— begin Information provided —

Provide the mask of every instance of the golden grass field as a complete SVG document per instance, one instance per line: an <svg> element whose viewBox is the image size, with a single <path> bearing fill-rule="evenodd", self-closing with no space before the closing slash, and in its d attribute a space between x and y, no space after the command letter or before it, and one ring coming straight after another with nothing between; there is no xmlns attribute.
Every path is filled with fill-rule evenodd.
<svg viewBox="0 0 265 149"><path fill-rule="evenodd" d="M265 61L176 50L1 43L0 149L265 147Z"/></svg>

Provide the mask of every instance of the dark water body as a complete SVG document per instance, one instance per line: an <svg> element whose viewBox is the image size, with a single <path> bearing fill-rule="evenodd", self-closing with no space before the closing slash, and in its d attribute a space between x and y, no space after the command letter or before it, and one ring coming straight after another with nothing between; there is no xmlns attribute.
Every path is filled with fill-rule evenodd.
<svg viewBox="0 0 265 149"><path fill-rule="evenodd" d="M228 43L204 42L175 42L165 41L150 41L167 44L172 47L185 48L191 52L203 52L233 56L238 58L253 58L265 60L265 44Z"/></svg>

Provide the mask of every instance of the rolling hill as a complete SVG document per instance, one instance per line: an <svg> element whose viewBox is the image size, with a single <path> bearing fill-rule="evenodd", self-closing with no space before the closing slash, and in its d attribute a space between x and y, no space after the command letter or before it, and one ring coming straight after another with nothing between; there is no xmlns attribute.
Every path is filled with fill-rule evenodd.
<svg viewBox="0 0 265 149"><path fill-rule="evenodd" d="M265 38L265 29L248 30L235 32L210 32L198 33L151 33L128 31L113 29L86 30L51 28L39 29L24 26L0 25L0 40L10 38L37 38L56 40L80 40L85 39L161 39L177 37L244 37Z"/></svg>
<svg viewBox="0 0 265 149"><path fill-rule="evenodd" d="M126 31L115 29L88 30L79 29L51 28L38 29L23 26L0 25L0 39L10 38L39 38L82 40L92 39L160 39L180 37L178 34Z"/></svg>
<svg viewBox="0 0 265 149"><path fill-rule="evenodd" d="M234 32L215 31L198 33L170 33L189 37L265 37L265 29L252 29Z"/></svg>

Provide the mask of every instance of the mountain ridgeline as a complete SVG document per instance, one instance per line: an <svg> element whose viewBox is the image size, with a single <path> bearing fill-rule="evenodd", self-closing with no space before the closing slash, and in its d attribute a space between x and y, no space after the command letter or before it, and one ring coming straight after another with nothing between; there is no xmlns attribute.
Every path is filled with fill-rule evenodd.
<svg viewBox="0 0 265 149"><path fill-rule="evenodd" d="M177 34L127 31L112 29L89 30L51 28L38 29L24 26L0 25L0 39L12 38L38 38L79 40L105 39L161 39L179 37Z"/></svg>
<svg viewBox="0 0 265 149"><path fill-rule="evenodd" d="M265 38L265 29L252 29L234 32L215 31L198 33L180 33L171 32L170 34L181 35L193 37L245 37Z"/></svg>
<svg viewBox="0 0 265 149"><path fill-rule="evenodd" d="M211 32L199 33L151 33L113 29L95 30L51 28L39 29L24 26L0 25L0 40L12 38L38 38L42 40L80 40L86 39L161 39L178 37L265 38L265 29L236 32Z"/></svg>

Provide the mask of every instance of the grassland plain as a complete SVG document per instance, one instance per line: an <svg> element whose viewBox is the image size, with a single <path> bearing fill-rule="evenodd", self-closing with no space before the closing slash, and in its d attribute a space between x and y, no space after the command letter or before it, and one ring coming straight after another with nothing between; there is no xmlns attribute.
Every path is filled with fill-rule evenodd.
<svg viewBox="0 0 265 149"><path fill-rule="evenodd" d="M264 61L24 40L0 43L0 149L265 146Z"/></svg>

— end Information provided —
— begin Information provided —

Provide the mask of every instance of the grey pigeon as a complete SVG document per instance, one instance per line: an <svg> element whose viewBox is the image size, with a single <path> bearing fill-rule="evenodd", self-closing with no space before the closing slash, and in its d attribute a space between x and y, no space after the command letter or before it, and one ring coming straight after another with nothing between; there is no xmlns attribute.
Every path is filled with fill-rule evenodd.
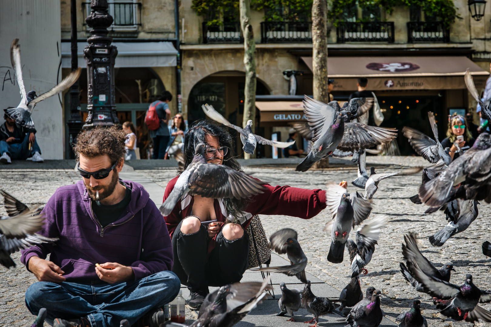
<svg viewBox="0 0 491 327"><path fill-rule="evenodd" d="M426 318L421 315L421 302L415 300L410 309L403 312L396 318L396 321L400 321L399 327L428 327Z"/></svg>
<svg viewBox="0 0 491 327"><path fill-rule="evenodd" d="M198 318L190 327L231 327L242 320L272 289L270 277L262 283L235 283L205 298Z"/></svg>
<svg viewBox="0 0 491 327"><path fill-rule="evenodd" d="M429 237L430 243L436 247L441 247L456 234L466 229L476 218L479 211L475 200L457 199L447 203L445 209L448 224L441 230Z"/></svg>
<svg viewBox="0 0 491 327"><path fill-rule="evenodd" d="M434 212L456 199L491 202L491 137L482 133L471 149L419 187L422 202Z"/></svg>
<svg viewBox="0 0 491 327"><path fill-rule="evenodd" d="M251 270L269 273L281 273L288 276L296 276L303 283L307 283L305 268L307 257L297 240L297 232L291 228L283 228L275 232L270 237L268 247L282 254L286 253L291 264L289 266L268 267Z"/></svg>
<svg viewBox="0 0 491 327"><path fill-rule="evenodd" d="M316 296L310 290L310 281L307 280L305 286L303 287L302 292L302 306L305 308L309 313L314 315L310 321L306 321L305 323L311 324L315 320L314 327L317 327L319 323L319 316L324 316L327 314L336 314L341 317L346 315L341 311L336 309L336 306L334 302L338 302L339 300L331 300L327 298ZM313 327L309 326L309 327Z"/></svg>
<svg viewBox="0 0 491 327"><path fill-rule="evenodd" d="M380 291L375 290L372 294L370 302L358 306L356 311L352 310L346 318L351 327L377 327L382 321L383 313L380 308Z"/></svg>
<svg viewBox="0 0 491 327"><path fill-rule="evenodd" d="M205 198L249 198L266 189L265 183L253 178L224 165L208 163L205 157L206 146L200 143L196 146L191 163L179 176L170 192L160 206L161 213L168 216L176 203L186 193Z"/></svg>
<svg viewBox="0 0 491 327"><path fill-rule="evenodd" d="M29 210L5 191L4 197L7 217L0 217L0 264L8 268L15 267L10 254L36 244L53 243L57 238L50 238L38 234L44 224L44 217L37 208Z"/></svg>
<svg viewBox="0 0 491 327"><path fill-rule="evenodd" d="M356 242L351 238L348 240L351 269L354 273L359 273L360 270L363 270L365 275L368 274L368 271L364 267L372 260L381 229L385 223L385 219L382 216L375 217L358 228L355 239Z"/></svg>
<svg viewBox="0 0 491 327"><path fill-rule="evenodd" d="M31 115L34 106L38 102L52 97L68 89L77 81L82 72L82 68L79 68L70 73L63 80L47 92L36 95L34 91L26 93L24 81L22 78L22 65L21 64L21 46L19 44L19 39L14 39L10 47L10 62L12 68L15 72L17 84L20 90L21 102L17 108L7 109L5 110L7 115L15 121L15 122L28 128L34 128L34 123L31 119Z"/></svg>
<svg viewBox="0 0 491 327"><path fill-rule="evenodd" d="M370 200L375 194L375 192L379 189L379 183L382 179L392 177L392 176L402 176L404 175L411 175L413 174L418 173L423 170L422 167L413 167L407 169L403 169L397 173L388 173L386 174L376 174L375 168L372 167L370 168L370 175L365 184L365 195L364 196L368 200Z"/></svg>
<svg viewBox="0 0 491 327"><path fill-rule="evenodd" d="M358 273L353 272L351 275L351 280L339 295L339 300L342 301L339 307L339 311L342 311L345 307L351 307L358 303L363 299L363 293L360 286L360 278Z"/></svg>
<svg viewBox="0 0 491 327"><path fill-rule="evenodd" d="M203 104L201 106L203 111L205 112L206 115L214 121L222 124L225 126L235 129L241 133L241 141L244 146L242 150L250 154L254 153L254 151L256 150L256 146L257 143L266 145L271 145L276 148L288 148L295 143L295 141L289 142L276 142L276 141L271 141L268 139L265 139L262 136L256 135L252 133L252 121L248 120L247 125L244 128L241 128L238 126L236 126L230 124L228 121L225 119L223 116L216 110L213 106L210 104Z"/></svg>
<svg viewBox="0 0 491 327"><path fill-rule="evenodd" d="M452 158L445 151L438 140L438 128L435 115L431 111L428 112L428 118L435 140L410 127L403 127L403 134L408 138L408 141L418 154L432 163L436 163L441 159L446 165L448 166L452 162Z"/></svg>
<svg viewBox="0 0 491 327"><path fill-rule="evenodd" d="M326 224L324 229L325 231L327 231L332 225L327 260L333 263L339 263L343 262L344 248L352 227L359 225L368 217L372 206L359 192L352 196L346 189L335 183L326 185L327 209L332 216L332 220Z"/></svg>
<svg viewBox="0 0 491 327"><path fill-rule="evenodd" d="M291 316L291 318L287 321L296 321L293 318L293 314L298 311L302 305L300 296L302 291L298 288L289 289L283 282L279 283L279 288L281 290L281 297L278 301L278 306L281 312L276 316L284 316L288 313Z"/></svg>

— end Information provided —
— begin Information provided —

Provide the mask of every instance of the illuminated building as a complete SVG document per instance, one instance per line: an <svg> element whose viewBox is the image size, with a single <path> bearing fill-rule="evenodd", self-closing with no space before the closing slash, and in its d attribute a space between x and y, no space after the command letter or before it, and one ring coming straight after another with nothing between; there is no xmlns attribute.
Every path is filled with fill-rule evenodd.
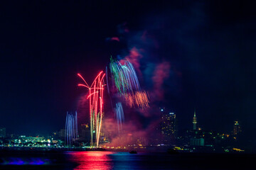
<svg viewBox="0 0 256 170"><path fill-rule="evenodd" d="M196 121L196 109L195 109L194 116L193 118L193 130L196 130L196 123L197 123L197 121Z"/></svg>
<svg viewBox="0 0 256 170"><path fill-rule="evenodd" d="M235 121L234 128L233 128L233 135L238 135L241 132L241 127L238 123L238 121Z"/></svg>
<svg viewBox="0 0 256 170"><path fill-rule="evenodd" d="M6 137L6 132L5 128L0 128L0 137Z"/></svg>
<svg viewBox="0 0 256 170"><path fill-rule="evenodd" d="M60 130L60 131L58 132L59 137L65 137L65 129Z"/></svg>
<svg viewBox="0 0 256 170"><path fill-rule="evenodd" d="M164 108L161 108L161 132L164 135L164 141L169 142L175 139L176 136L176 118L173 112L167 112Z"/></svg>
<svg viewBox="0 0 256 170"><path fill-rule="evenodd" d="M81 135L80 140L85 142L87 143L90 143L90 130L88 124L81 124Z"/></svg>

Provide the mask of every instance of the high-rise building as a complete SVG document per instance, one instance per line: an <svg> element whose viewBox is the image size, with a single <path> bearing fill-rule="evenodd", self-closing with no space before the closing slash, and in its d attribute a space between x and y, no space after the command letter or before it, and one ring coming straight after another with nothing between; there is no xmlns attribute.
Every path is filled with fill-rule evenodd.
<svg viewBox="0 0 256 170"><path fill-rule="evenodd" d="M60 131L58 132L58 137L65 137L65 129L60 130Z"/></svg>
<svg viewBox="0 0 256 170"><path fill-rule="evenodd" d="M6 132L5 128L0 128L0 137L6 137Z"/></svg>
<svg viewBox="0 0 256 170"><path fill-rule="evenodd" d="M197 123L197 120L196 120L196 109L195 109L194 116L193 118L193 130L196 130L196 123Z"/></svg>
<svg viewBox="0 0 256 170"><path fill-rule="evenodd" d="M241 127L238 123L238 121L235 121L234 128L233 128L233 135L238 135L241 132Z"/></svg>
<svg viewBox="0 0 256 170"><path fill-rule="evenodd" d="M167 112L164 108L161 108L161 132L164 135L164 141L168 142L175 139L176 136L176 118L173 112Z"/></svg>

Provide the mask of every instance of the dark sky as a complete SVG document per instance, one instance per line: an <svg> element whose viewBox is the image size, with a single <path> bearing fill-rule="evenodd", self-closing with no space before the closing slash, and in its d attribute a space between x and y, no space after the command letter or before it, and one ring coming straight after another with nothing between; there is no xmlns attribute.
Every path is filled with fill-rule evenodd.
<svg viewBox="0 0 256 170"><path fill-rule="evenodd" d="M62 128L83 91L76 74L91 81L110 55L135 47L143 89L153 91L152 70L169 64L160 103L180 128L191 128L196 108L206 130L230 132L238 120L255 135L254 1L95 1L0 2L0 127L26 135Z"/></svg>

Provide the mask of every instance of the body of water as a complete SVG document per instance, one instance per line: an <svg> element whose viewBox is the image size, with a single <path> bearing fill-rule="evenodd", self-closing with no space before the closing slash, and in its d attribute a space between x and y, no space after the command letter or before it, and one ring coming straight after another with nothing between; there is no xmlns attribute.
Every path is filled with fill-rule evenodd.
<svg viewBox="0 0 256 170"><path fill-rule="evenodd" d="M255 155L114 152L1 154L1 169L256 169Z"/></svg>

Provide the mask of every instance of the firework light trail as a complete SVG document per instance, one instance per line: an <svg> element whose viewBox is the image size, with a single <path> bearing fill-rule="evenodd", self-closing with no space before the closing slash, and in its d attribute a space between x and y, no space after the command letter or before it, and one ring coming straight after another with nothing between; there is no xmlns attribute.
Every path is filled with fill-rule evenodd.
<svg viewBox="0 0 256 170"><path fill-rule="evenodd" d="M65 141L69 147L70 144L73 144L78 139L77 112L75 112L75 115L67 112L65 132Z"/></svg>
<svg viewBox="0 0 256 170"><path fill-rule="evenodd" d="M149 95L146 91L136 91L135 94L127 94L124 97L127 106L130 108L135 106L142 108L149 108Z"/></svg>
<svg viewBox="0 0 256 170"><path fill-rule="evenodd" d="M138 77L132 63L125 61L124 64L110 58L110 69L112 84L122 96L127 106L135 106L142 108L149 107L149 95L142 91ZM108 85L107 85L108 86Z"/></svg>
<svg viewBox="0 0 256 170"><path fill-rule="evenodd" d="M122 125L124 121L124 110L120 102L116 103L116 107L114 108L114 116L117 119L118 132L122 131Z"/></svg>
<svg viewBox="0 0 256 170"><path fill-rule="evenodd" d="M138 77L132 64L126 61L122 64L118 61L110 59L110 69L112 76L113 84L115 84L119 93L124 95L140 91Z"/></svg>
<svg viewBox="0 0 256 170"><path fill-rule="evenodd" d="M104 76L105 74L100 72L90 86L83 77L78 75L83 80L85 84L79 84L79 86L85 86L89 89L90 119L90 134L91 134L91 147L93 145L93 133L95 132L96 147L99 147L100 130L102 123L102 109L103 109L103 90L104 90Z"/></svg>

— end Information provided —

Instructions to follow | Pull out every line of the material above that contains the word "body". Case counts.

Reply to the exercise |
Provide the mask of every instance of the dark water body as a complete SVG document per instance, one instance per line: an <svg> element whose viewBox is the image size, with a single <path> bearing fill-rule="evenodd", self-closing with no space before the closing slash, and in its d attribute a space between x and y, no space after the command letter or before it, and one ring coming straight after another with nothing between; there is no xmlns attribute.
Provide the mask of every instance of the body of water as a complete SVG document per instance, one instance per line: an <svg> element whose viewBox is the image size, with a single <path> bearing fill-rule="evenodd", self-closing with no space before the closing slash, and in its d attribute a space between x and y, no space after the command letter or before it, and one ring coming straight after another with nothing between; there is no xmlns attribute.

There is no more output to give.